__Task goal__
Count every line in the data that contains the word "positive", then report that number alone.

###

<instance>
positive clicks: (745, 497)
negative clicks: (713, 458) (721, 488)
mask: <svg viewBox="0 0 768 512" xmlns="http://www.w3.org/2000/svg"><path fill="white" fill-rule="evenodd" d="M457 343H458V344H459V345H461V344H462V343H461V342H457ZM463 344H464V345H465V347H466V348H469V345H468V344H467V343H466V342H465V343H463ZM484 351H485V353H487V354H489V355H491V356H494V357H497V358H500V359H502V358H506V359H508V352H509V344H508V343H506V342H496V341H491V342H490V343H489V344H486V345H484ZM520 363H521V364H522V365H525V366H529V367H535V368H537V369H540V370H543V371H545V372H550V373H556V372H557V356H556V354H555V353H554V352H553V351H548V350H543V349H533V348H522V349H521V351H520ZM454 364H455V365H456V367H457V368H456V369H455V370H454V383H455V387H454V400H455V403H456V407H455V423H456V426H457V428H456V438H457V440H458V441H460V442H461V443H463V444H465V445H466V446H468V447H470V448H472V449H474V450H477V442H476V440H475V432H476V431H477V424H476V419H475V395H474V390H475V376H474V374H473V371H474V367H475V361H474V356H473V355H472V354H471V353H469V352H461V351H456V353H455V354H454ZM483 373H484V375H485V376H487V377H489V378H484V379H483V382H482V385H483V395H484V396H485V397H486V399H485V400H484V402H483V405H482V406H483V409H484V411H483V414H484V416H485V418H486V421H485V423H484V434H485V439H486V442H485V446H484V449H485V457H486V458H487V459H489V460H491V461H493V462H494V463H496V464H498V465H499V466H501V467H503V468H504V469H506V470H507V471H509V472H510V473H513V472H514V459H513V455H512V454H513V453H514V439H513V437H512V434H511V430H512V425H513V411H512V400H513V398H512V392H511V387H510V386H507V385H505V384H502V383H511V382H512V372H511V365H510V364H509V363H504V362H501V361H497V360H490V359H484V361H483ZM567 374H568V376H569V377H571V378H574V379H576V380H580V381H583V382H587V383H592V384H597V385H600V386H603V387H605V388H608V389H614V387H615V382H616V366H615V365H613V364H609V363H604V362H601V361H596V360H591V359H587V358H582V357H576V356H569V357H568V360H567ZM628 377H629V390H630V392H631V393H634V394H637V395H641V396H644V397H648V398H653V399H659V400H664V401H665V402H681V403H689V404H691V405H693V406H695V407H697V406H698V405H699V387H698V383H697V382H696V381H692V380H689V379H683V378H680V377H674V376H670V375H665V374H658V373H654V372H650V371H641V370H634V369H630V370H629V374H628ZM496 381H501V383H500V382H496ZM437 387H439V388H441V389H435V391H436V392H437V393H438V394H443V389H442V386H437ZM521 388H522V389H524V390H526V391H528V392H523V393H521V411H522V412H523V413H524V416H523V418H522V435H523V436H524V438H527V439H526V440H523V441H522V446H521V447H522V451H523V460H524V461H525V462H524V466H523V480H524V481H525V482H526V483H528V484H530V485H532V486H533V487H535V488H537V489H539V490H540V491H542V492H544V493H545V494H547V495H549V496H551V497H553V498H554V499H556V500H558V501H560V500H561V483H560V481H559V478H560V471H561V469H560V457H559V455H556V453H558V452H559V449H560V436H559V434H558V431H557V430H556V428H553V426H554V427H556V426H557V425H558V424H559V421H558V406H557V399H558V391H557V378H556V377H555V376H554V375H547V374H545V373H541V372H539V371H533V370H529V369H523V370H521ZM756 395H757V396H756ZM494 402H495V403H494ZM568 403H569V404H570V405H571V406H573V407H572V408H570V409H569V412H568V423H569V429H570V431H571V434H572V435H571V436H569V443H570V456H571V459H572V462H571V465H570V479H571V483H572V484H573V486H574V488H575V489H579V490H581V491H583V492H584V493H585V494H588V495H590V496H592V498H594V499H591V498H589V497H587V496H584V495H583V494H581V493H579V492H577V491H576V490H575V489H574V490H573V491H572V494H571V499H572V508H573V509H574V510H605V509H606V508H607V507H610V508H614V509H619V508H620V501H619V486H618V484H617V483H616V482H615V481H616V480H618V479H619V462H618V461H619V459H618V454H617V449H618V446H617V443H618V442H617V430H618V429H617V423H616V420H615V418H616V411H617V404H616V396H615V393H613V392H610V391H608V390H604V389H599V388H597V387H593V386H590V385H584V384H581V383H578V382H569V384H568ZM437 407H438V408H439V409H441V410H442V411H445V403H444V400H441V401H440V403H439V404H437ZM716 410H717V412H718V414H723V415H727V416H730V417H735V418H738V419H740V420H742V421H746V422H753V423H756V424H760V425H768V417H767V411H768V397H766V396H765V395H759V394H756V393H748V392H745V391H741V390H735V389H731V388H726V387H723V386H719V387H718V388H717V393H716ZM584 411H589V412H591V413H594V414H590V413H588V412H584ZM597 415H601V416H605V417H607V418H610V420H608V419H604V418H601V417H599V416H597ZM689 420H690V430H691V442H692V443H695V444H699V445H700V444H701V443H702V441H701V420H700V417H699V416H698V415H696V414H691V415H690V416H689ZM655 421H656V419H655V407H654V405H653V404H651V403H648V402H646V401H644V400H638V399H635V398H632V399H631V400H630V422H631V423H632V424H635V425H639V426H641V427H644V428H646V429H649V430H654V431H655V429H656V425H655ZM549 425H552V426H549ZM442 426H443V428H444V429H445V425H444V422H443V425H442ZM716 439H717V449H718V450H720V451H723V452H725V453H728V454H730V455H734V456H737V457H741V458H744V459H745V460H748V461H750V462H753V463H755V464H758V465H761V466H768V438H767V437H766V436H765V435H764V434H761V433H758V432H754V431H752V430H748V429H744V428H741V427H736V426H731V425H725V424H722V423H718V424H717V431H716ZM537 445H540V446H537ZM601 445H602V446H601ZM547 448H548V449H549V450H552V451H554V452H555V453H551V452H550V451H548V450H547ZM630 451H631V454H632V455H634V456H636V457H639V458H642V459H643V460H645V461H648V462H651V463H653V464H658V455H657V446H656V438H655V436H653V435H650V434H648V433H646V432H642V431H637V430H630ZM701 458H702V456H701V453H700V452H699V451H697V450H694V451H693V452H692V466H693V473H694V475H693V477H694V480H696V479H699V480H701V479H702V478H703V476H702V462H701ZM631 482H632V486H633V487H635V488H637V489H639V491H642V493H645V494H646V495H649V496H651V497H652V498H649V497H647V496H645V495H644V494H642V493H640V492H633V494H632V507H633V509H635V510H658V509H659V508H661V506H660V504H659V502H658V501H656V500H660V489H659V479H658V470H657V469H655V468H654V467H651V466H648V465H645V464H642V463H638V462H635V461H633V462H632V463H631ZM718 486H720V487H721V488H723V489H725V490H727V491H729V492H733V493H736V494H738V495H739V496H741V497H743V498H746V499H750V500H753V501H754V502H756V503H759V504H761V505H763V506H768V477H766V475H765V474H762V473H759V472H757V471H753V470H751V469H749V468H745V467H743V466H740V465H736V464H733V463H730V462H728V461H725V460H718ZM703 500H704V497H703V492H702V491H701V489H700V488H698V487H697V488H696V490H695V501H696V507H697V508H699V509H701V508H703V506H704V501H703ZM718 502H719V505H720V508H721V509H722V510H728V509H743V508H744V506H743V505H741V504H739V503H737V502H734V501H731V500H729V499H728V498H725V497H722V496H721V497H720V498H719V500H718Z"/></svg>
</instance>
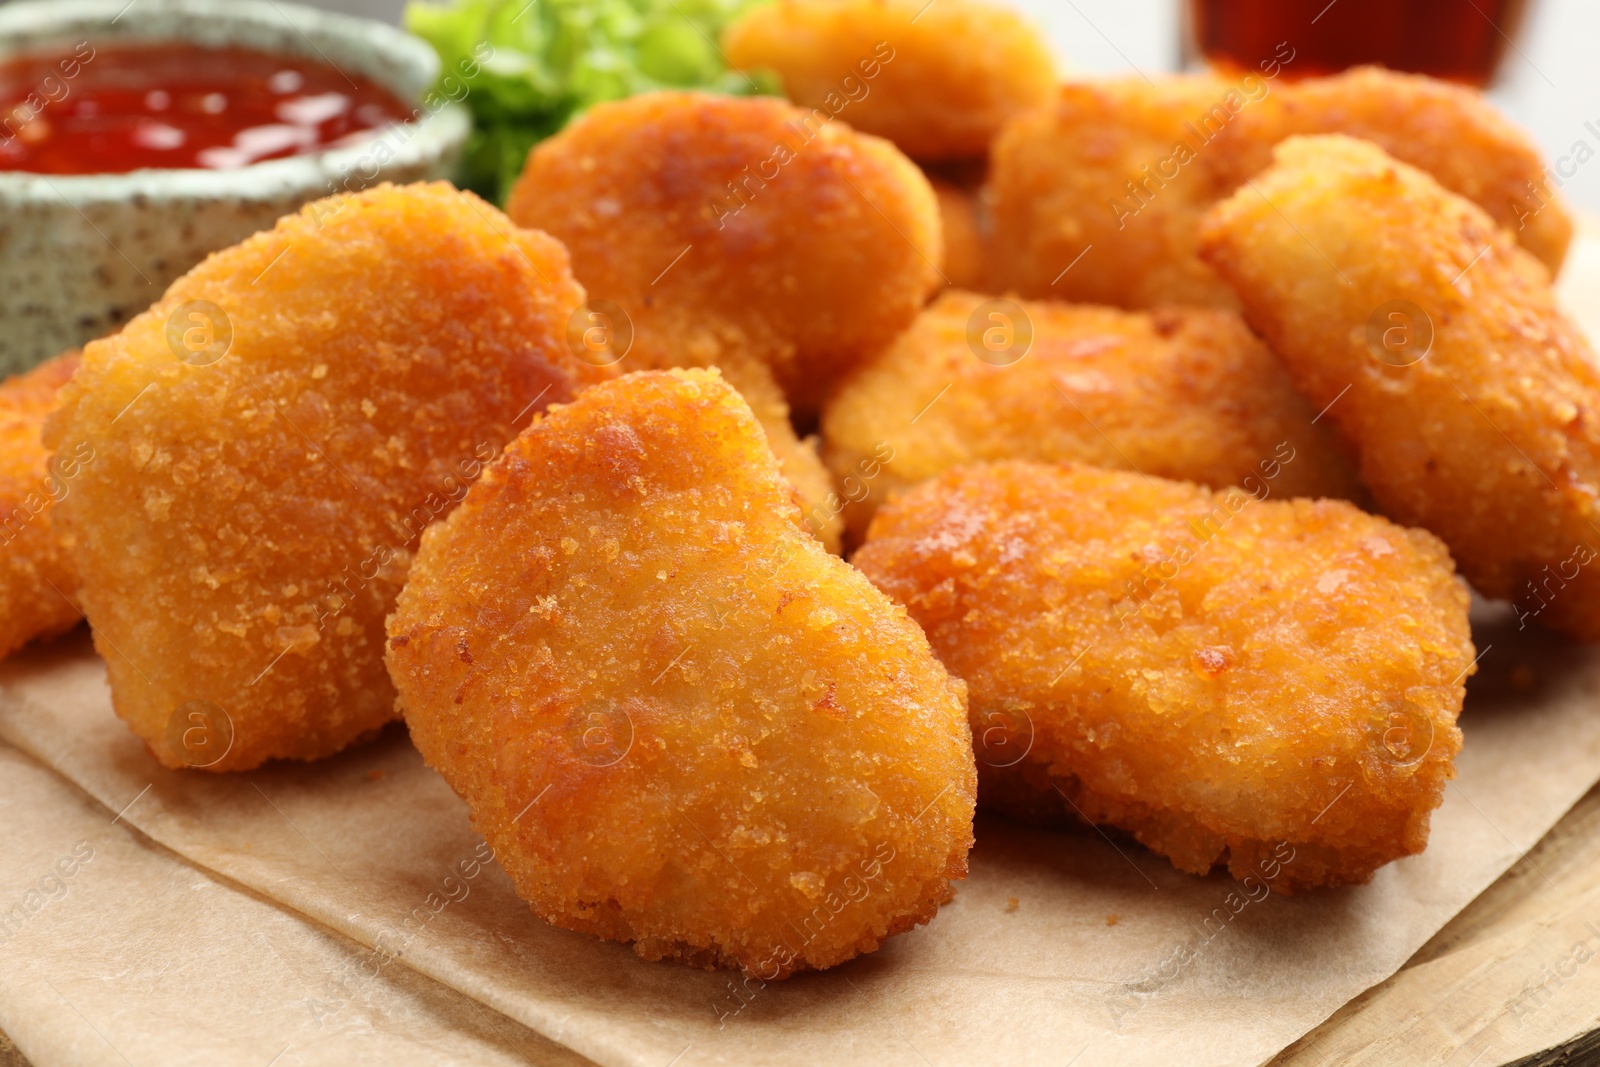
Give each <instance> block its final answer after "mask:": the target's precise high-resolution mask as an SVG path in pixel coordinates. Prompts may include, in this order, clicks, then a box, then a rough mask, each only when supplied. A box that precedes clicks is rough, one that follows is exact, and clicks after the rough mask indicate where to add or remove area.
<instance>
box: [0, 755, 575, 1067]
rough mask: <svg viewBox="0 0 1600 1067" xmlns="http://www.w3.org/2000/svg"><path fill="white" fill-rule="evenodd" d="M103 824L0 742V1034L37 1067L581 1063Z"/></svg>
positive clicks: (79, 799)
mask: <svg viewBox="0 0 1600 1067" xmlns="http://www.w3.org/2000/svg"><path fill="white" fill-rule="evenodd" d="M114 819H115V813H112V811H107V809H106V808H104V806H102V805H98V803H94V801H93V800H91V798H88V797H85V795H83V793H82V792H78V790H77V789H74V787H72V785H70V784H67V782H66V781H62V779H61V777H59V776H56V774H53V773H51V771H48V769H45V768H42V766H40V765H38V763H35V761H34V760H30V758H27V757H26V755H22V753H21V752H18V750H16V749H13V747H10V745H5V744H0V856H3V862H0V909H3V910H0V1029H3V1030H5V1032H6V1033H8V1035H11V1038H13V1040H14V1041H16V1043H18V1045H19V1048H21V1051H22V1053H24V1054H26V1056H29V1059H32V1062H34V1064H37V1067H51V1065H53V1064H78V1065H93V1067H99V1065H106V1067H126V1065H128V1064H130V1062H131V1064H195V1065H197V1067H198V1065H210V1064H253V1065H254V1067H264V1065H266V1064H267V1062H275V1064H277V1065H278V1067H307V1065H310V1064H326V1065H328V1067H334V1065H339V1067H342V1065H346V1064H354V1062H386V1064H461V1065H462V1067H467V1065H474V1067H477V1065H494V1067H501V1065H504V1067H512V1065H514V1064H526V1062H530V1061H531V1062H538V1064H541V1065H547V1067H576V1065H578V1064H582V1062H586V1061H582V1059H581V1057H579V1056H576V1054H573V1053H570V1051H566V1049H563V1048H562V1046H558V1045H554V1043H552V1041H547V1040H544V1038H541V1037H539V1035H536V1033H531V1032H530V1030H528V1029H525V1027H523V1025H520V1024H517V1022H512V1021H510V1019H507V1017H504V1016H499V1014H498V1013H493V1011H490V1009H486V1008H483V1006H482V1005H478V1003H477V1001H474V1000H470V998H467V997H462V995H461V993H458V992H454V990H451V989H446V987H443V985H440V984H437V982H434V981H430V979H427V977H424V976H421V974H418V973H416V971H413V969H410V968H406V966H382V963H384V960H382V957H379V955H378V953H374V952H373V950H371V949H366V947H363V945H360V944H357V942H354V941H350V939H349V937H344V936H342V934H339V933H334V931H331V929H328V928H326V926H320V925H315V923H309V921H306V920H304V918H302V917H299V915H296V913H293V912H290V910H286V909H282V907H278V905H275V904H274V902H270V901H266V899H262V897H259V896H256V894H253V893H250V891H246V889H242V888H240V886H235V885H230V883H227V881H226V880H222V878H219V877H218V875H213V873H208V872H205V870H203V869H198V867H195V865H192V864H189V862H184V861H182V859H179V857H178V856H174V854H173V853H170V851H166V849H165V848H162V846H160V845H155V843H152V841H150V840H147V838H146V837H144V835H141V833H138V832H136V830H133V829H131V827H130V825H128V824H126V819H115V821H114Z"/></svg>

###

__Answer area__
2